** START OF MATERIAL SUPPLIED **
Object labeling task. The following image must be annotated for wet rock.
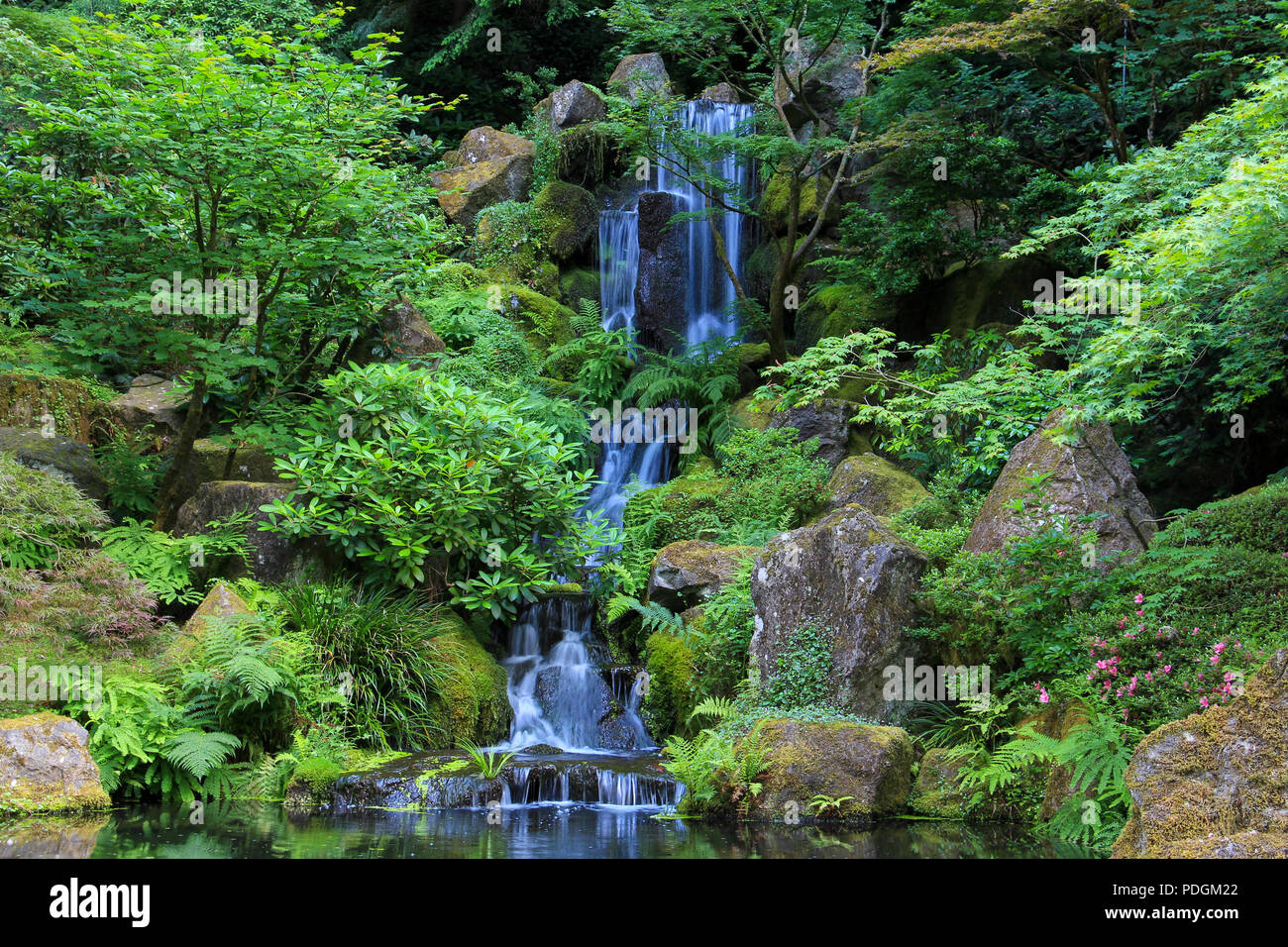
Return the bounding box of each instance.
[1115,650,1288,858]
[635,191,688,352]
[108,374,188,447]
[768,398,855,468]
[0,711,111,814]
[175,480,310,582]
[746,717,915,821]
[537,78,605,132]
[532,180,599,261]
[965,408,1156,565]
[824,454,930,517]
[608,53,671,102]
[648,540,760,612]
[0,428,107,501]
[698,82,738,106]
[751,505,926,717]
[456,125,537,166]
** END OF MATERIAL SUPPLIED **
INSTRUCTIONS FOR THE TASK — Can you recast the material, from its start through the line containing "[698,82,738,106]", as a JSON list of strings with one string per line? Leave out blank lines and the pictures.

OUTPUT OF THE EXERCISE —
[
  "Object labeling task. The following image must be annotated for wet rock.",
  "Return the bounding box of each instance.",
  "[1115,650,1288,858]",
  "[635,191,688,352]",
  "[108,374,188,447]",
  "[768,398,855,468]",
  "[0,711,111,814]",
  "[175,480,310,582]",
  "[746,717,915,821]",
  "[537,78,605,132]",
  "[532,180,599,261]",
  "[965,408,1156,565]",
  "[824,454,930,517]",
  "[608,53,671,102]",
  "[648,540,760,612]",
  "[0,428,107,501]",
  "[698,82,738,106]"
]